[THE RECORDS]
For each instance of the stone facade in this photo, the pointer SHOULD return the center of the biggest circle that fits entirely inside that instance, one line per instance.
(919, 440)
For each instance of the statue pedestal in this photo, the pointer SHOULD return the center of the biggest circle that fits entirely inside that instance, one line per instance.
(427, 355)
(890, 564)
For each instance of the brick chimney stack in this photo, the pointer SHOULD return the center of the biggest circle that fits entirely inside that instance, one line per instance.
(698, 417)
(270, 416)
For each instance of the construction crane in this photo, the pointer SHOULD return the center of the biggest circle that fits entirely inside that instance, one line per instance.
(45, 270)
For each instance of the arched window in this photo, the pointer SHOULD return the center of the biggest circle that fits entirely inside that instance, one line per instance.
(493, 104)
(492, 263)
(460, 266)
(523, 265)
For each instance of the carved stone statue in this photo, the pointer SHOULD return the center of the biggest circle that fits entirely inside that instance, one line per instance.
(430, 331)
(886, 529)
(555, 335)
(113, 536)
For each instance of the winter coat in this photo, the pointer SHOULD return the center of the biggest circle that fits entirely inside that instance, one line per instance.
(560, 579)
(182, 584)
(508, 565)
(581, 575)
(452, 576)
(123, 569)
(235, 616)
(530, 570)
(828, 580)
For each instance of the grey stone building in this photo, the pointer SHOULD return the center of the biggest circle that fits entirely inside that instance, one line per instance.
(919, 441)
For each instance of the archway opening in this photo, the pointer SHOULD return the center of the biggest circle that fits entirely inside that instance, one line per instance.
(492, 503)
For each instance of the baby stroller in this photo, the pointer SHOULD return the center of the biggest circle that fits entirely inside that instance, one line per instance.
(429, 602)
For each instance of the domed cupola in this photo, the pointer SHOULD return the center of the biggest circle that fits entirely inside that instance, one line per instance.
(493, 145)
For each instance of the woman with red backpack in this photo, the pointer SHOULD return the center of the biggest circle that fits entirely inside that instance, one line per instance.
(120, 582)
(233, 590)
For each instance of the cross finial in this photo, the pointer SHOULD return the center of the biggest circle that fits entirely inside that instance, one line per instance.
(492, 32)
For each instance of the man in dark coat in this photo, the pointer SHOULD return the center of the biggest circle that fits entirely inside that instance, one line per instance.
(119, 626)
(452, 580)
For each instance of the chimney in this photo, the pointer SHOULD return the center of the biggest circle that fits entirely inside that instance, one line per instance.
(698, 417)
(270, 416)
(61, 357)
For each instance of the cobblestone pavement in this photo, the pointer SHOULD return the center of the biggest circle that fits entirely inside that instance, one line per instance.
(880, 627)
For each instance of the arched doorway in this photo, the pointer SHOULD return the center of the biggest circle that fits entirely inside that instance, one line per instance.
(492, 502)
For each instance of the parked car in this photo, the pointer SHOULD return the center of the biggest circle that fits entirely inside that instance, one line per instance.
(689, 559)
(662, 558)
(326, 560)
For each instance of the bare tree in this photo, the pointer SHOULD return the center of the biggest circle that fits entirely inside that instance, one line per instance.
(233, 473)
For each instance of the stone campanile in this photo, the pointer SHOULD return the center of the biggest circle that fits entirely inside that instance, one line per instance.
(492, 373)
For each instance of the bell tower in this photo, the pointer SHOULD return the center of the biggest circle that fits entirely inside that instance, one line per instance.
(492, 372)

[GIVEN REQUEST] Substitute "parked vehicle" for "parked car" and reproduce the part of the material that opens with the line containing "For each instance of the chimney" and closes at the end of the material, changing nothing else.

[FINAL ANSWER]
For each instance of the chimney in this photo, the pointer SHOULD return the center of the biggest circle that fits entirely inside that instance, one line per instance.
(698, 417)
(270, 416)
(61, 357)
For each instance of the cobblestone pavement in this photo, the pointer SHOULD return the center of the biggest circle that fits entirely inside that instance, one line per instance.
(880, 627)
For each instance of the arched doorway in this photo, the pointer SHOULD return the center of the biggest circle that fits entirely inside that instance, one line per instance.
(492, 502)
For each instance of the parked vehicle in this photo, the pointer SHOULD return the center of the biggest circle that fits entirely inside that instance, one line per instance.
(689, 559)
(662, 558)
(326, 560)
For each instance of the bare tree in this photo, the pointer SHOULD return the center of the biggest circle that fits entirely inside that instance, one line per instance.
(233, 473)
For each instance of the stone campanile in this photo, the pointer SHOULD return the center of the biggest circle that fits entirely inside that instance, one line per instance.
(492, 373)
For each instance of the bell tower in this photo, the pointer SHOULD return the center of the biggest circle that fits entirely inside that instance, one line per instance.
(492, 372)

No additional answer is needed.